ИСХОДНЫЙ ТЕКСТ ▸
□ □ □

Секрет в том, что поэтическими средствами он говорит о ненужности, бесполезности, суесловии поэзии. Да и не одной поэзии, а, почитай, всего на свете. Вот вам еще один способ писать стихи "после Освенцима".

Хорошо, что нет Царя.
Хорошо, что нет России.
Хорошо, что Бога нет.

Только желтая заря,
Только звезды ледяные,
Только миллионы лет.

Хорошо — что никого,
Хорошо — что ничего,
Так черно и так мертво,

Что мертвее быть не может
И чернее не бывать,
Что никто нам не поможет
И не надо помогать.

Отчаяние? Безнадежность? Ивановское мировоззрение можно было бы назвать (и называли) нигилистическим, если бы...

"Тс... Не прерывайте и вслушайтесь. Слышите? Еще нет? А... слышите теперь?
...Среди тысячи деревянных ложек — есть одна серебряная. И ударяет она по тонкому звенящему стеклу...
Слышите?
Ее едва слышно, она скорее чувствуется, чем слышна. Но она есть, и ее тонкий, легкий звон проникает, осмысливает, перерождает этот деревянный гул. И гул уже не деревянный — он глохнет, отступает, слабеет...
...Шум исчез. Чистая, удивительная, ни на что не похожая мелодия — торжествует победу. Лучше закрыть глаза. Закрыть глаза и слушать это торжество звуков".

Это строки из мемуарной книги Иванова "Петербургские зимы" — о чужой музыке, но они же приложимы к его собственной поэзии: словесная шелуха разлетается по ветру, остается чистая мелодия. Он слышна только на краю ночи, в абсолютной пустоте. Но она — то, ради чего только и стоит жить.

□ □ □

СПИСОК ▸
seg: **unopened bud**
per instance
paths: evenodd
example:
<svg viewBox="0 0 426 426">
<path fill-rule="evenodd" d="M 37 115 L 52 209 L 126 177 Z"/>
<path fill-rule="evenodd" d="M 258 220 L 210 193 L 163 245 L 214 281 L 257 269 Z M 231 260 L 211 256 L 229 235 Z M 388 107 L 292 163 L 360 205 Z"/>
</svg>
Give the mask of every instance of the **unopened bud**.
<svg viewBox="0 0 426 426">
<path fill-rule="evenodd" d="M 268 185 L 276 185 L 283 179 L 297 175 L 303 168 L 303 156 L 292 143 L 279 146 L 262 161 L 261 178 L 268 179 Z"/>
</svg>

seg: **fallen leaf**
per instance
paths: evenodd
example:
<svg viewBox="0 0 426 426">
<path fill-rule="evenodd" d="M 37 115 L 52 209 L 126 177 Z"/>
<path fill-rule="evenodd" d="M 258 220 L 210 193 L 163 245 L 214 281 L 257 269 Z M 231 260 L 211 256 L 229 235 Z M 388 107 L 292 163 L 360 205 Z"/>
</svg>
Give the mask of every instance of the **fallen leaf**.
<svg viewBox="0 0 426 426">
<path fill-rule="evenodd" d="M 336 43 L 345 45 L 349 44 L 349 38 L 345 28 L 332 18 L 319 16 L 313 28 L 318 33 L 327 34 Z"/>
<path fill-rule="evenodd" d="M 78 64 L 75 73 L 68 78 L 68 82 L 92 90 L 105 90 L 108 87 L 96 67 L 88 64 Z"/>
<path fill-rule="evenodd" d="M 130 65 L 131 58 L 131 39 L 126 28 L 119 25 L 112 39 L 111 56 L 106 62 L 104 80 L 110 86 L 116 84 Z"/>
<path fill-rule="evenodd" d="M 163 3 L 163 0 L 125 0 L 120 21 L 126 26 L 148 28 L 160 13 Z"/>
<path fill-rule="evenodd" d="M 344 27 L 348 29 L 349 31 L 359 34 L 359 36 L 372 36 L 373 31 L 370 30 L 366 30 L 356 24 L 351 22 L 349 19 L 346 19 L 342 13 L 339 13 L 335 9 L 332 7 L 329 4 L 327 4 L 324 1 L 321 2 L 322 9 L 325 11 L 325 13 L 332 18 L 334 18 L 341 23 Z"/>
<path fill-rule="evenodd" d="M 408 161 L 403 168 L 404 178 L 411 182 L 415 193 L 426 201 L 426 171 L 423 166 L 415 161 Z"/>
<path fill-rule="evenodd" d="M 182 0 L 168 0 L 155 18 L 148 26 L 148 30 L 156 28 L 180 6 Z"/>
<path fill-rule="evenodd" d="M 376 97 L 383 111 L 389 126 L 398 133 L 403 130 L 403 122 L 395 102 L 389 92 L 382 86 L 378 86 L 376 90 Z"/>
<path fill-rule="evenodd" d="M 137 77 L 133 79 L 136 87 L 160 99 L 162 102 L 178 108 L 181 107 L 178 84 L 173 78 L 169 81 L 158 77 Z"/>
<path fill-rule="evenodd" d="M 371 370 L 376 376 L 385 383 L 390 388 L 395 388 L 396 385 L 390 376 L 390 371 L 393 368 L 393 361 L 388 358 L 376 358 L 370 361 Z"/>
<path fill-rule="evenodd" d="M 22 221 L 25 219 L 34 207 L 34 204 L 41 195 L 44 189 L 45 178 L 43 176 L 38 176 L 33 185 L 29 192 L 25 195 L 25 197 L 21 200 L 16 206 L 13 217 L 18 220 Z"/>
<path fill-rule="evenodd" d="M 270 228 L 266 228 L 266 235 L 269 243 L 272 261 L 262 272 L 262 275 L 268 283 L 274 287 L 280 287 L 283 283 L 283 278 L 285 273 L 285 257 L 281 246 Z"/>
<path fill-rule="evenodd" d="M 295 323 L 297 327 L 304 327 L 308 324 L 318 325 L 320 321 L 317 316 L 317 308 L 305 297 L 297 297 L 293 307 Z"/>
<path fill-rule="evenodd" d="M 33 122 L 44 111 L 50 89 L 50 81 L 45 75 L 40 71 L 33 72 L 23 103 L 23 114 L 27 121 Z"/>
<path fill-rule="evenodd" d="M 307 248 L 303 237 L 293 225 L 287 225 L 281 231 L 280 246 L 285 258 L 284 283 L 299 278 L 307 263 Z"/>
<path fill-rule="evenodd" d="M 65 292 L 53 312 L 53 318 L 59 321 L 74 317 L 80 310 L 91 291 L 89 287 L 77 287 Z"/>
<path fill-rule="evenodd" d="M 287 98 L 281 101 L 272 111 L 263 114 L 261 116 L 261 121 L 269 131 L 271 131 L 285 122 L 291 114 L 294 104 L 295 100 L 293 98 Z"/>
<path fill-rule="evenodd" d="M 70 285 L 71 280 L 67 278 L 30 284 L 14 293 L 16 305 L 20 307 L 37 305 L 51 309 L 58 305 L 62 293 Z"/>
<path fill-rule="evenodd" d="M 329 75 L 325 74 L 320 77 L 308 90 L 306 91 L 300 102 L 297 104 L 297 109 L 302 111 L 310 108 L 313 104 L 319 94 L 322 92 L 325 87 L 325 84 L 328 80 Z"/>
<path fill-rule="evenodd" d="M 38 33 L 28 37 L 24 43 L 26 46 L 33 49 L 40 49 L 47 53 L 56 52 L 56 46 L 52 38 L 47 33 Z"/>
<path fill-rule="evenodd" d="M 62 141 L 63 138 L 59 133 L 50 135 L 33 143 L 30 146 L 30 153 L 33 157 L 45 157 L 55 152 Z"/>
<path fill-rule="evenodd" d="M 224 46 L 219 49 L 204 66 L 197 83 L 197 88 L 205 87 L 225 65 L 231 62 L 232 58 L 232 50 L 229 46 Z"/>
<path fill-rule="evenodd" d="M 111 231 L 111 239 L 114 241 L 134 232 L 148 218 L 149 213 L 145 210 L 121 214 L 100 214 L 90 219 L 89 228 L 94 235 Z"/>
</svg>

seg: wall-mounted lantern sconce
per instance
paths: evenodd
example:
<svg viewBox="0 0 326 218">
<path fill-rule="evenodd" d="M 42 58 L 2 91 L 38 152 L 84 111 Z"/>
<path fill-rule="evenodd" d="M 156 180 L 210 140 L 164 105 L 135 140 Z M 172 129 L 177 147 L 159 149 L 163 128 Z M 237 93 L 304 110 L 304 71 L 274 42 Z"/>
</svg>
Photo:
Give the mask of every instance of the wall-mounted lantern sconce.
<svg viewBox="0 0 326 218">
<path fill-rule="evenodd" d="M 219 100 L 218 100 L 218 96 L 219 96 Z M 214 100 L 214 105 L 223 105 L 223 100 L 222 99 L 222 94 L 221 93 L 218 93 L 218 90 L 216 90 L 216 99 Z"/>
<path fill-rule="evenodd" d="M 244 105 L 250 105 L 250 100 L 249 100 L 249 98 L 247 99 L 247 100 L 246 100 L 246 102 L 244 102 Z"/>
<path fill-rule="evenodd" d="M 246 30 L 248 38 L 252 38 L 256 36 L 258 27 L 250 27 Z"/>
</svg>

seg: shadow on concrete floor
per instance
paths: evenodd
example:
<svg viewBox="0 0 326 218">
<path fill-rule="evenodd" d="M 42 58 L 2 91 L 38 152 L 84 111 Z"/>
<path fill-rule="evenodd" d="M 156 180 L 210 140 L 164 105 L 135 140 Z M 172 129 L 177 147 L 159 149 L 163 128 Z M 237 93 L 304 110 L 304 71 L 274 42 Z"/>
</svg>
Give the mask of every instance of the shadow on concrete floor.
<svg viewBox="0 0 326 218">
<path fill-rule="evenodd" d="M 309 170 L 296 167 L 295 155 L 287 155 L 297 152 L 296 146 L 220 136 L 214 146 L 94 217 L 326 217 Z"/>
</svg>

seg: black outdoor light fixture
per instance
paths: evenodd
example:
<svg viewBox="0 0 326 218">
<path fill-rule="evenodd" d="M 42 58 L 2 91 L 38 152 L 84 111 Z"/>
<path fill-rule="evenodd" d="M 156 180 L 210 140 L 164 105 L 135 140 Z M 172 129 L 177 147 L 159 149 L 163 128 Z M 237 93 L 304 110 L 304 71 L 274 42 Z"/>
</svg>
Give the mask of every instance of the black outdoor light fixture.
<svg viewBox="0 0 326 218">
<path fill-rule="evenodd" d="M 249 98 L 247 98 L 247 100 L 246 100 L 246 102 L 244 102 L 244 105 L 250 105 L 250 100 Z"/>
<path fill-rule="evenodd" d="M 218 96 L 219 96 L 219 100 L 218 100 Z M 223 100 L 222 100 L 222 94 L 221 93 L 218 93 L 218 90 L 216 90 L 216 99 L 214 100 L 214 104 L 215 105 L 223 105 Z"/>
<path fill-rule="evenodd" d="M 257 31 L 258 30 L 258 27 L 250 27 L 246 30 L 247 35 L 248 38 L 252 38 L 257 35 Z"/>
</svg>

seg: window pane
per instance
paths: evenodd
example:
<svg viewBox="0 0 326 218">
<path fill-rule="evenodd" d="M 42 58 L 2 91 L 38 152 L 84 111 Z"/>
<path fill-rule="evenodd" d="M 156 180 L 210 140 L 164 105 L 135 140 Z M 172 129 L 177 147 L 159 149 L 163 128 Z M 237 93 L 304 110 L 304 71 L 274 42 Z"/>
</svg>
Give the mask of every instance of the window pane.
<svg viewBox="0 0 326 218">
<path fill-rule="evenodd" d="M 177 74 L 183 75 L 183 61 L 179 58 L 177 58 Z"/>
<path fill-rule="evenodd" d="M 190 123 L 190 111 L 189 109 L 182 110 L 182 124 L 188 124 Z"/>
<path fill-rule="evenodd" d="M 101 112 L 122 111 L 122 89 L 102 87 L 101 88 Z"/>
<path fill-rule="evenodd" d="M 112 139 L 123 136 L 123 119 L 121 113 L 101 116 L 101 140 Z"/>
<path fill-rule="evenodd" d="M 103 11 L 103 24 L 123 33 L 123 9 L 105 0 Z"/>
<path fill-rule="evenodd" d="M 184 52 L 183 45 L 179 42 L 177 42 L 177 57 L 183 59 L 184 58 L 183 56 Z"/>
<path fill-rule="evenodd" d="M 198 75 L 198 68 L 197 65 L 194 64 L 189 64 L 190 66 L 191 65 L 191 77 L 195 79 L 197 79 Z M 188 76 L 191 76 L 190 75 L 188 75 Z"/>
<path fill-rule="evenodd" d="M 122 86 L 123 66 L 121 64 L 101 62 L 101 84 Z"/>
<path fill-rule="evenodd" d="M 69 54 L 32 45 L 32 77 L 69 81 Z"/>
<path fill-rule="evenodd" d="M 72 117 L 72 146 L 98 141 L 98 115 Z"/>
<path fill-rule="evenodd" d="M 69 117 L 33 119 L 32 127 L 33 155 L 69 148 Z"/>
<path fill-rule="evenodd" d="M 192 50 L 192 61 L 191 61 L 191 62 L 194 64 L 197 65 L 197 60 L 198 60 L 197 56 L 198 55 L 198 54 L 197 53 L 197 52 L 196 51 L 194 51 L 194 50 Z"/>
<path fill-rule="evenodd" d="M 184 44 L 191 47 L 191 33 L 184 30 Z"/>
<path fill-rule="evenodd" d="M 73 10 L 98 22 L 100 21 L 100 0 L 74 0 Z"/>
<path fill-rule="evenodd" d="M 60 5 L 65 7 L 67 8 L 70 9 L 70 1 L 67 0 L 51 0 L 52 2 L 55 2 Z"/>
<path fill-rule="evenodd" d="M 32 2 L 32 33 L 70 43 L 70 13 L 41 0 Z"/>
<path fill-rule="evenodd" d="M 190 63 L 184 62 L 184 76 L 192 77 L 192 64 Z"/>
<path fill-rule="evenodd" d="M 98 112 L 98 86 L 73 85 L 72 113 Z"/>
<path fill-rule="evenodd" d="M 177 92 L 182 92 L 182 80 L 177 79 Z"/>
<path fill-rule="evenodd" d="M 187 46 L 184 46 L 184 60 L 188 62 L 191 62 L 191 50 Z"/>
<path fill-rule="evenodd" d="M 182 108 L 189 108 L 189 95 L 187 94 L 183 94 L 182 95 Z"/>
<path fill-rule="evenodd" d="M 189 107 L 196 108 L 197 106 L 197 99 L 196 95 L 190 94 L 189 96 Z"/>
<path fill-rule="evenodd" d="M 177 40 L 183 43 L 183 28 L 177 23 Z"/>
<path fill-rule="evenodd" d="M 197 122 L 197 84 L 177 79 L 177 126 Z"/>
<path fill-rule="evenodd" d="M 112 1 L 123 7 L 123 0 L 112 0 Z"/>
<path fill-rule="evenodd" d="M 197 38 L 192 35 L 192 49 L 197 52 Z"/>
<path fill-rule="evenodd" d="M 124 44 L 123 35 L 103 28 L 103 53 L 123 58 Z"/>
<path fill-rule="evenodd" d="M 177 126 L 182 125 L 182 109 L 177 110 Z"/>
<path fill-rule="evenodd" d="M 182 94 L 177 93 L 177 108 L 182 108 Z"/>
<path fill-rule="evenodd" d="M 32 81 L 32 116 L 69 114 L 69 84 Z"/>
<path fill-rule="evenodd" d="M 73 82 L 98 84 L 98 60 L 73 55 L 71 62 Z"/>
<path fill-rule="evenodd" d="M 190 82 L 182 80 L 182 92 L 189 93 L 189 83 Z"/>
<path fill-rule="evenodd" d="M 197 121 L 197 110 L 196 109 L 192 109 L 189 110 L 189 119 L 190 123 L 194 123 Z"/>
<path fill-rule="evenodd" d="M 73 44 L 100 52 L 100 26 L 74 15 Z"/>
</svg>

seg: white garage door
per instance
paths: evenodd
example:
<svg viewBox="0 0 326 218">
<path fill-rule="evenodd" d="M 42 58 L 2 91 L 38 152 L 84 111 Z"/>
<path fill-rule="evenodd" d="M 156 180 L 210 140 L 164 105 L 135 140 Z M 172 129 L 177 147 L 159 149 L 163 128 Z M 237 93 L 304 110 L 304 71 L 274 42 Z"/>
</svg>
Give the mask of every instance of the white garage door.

□ □ □

ЗАДАНИЕ 1 ▸
Как называется мемуарная книга Иванова, из которой в тексте о поэзии Иванова приведены строки о серебряной ложке среди деревянных?
ЗАДАНИЕ 2 ▸
Процитируйте из текста о поэзии Иванова отрывок от слов «Секрет в том, что» до слов «что Бога нет.» включительно.

ОТВЕТ 1 ▸
«Петербургские зимы».

ОТВЕТ 2 ▸
Секрет в том, что поэтическими средствами он говорит о ненужности, бесполезности, суесловии поэзии. Да и не одной поэзии, а, почитай, всего на свете. Вот вам еще один способ писать стихи "после Освенцима".

Хорошо, что нет Царя.
Хорошо, что нет России.
Хорошо, что Бога нет.